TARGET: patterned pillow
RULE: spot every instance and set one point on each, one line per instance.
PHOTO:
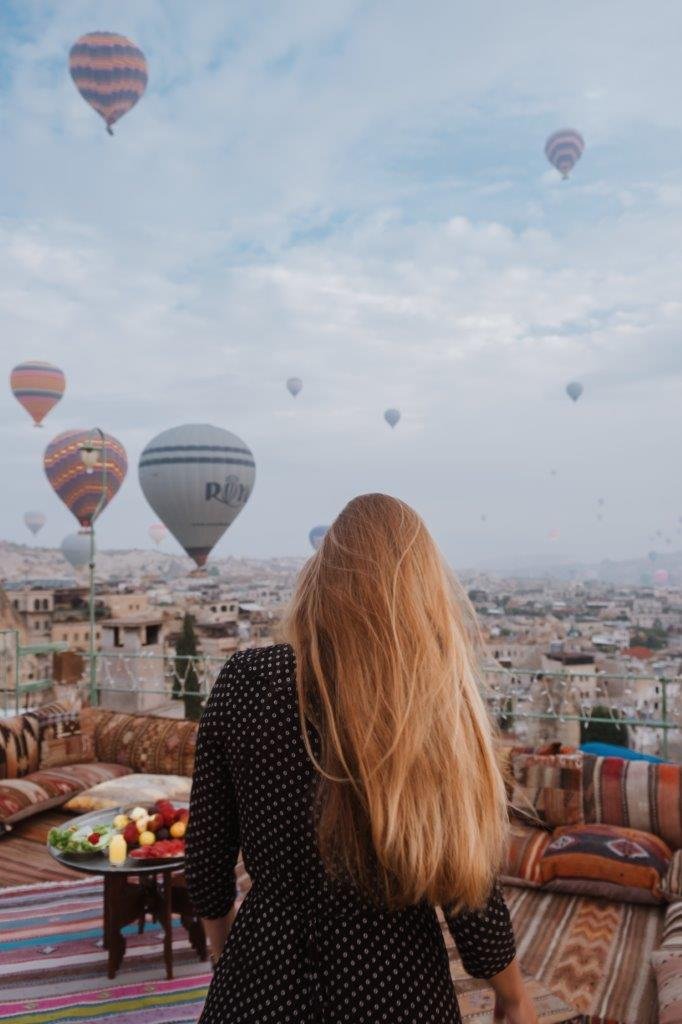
(552, 784)
(673, 881)
(672, 933)
(130, 790)
(18, 747)
(525, 848)
(668, 967)
(634, 794)
(19, 798)
(62, 740)
(146, 743)
(606, 860)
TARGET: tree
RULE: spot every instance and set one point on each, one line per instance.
(185, 682)
(603, 732)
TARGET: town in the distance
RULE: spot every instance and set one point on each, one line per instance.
(570, 656)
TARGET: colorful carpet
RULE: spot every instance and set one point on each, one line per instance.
(587, 956)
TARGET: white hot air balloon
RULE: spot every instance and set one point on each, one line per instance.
(76, 548)
(316, 536)
(197, 478)
(35, 521)
(157, 531)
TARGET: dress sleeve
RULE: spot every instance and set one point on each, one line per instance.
(484, 938)
(213, 834)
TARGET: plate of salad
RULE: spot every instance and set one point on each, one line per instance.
(83, 840)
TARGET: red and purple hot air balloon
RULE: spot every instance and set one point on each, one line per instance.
(110, 73)
(80, 488)
(38, 386)
(563, 148)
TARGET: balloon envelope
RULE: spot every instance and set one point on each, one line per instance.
(35, 521)
(37, 386)
(76, 548)
(110, 73)
(197, 478)
(79, 489)
(158, 531)
(563, 148)
(316, 536)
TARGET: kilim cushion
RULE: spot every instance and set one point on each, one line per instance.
(144, 790)
(19, 798)
(668, 967)
(146, 743)
(62, 740)
(673, 881)
(551, 783)
(526, 846)
(606, 860)
(18, 747)
(672, 933)
(634, 794)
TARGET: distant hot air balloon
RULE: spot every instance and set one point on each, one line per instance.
(563, 148)
(37, 386)
(110, 73)
(35, 521)
(157, 531)
(76, 549)
(316, 536)
(79, 488)
(197, 478)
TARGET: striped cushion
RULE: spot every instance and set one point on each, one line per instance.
(634, 794)
(19, 798)
(525, 848)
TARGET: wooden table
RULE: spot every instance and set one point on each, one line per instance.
(134, 890)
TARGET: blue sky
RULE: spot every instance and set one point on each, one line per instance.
(356, 194)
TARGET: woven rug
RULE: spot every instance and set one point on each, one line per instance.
(586, 955)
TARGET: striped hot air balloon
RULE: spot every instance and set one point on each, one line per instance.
(563, 148)
(79, 488)
(38, 386)
(110, 73)
(197, 478)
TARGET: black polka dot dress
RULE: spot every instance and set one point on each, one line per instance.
(304, 948)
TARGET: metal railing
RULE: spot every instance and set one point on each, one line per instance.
(645, 712)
━━━━━━━━━━━━━━━━━━━━━━━━━━━━━━
EXERCISE DIRECTIONS — Rewrite these lines with "hot-air balloon" swapped in for every "hot air balloon", leaving everything else unchanged. Omit the pictures from your answer.

SOLVED EXERCISE —
TARGET: patterned pillow
RULE: spot every instance and set one point on each, one line per instance.
PHOTO:
(552, 784)
(673, 881)
(672, 933)
(130, 790)
(18, 747)
(525, 848)
(668, 967)
(634, 794)
(19, 798)
(62, 740)
(146, 743)
(606, 860)
TARGET: tree
RULE: spot every instance and set one point on each, one line per instance.
(185, 682)
(603, 732)
TARGET: town in the distance
RULE: spot every instance and set one point on each, one line per instance.
(570, 656)
TARGET: colorful carpet
RULE: spot every instance and set one point on each, one line per instance.
(587, 956)
TARGET: white hot-air balloon
RULE: spot every instance and set one point on each, one line per instance.
(76, 548)
(316, 536)
(197, 478)
(35, 521)
(157, 531)
TARGET: dress sleeve
RULE: spot every instance and set one point on each, one line per instance.
(484, 938)
(213, 834)
TARGET: plate of salad
RULE: spot every instance and set one point on each, one line per instance.
(83, 840)
TARGET: red and purple hot-air balloon
RULE: spot every instance and set one point on each, one line per instance.
(110, 73)
(80, 488)
(38, 386)
(563, 148)
TARGET: balloon envelope
RULE: spot every instance and set one point on each, one line per instance.
(35, 521)
(37, 386)
(76, 548)
(110, 73)
(197, 478)
(79, 489)
(158, 531)
(563, 148)
(316, 536)
TARGET: kilim cushion
RULE: spot every instance and set one point on each, one line per instance.
(144, 790)
(19, 798)
(668, 967)
(146, 743)
(62, 740)
(673, 881)
(551, 783)
(526, 846)
(606, 860)
(18, 747)
(672, 933)
(634, 794)
TARGET: distant hot-air balloon
RULE: spot every instance and set one point on each, one line per instance.
(563, 148)
(37, 386)
(110, 73)
(35, 521)
(157, 531)
(76, 549)
(316, 536)
(79, 488)
(197, 478)
TARGET: striped cushion
RULE: spot every instance and set one point on each, one line per instance.
(634, 794)
(19, 798)
(525, 848)
TARGET: wooden table
RULE: spot every instance and set one point on each, one line per instance.
(134, 890)
TARGET: blue sky
RULE: spot every instance and set one point on each, one line per instance.
(356, 194)
TARGET: woven rug
RULE: spot every instance and set one point on each, one line per instance.
(586, 955)
TARGET: striped hot-air balloon
RULE: spot every instance and set one point on each, one line per instance.
(563, 148)
(79, 488)
(38, 386)
(110, 73)
(197, 478)
TARGET: black polka dot dress
RULE: spot every instance and set one point on each, one line per instance.
(304, 948)
TARGET: metal railing
RULE: spot every instance and set one point on each, one line per instance.
(645, 712)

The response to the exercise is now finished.